§ **Dateneinträge**
=======

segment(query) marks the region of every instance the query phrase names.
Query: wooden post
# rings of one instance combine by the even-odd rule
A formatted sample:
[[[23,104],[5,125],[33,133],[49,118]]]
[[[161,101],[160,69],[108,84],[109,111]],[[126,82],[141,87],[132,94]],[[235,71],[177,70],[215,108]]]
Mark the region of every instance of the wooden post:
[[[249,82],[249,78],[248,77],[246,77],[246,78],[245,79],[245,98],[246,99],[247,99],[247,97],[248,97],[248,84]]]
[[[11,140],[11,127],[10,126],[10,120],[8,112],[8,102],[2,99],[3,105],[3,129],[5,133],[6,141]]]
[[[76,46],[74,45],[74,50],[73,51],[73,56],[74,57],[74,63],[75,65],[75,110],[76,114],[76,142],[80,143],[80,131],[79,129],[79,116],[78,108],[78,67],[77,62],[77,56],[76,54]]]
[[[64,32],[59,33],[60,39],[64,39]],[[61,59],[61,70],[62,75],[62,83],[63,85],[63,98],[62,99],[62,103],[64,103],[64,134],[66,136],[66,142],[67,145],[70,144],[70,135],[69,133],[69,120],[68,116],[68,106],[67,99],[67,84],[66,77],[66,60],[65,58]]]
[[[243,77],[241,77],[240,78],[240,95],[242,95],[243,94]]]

=======

§ **AUFGABENSTELLUNG**
Schreibe die gesamte Auflistung neu und ersetze darin jedes "wooden post" durch "wooden pole". Alles andere bleibt unverändert.

§ **ERGEBNIS DER ÜBUNG**
segment(query) marks the region of every instance the query phrase names.
Query: wooden pole
# rings of one instance combine by the even-odd rule
A formatted sample:
[[[23,104],[5,125],[33,133],[49,118]]]
[[[161,101],[160,69],[108,84],[109,111]],[[126,82],[141,87],[132,94]],[[235,71],[177,70],[215,108]]]
Mark the region of every instance of the wooden pole:
[[[249,82],[249,78],[248,77],[246,77],[246,78],[245,79],[245,98],[246,99],[247,99],[247,97],[248,97],[248,84]]]
[[[11,140],[11,127],[10,126],[10,120],[8,112],[8,102],[2,99],[3,105],[3,129],[5,133],[6,141]]]
[[[76,46],[74,45],[74,50],[73,51],[73,56],[74,57],[74,63],[75,65],[75,110],[76,114],[76,142],[80,143],[80,131],[79,129],[79,116],[78,108],[78,67],[77,62],[77,56],[76,54]]]
[[[64,32],[59,33],[60,39],[64,39]],[[61,59],[61,70],[62,75],[62,83],[63,85],[63,98],[62,99],[62,103],[64,103],[64,134],[66,136],[66,142],[67,145],[70,144],[70,135],[69,133],[69,120],[68,116],[68,106],[67,99],[67,84],[66,77],[66,60],[65,58]]]
[[[243,77],[241,77],[240,78],[240,95],[242,95],[243,94]]]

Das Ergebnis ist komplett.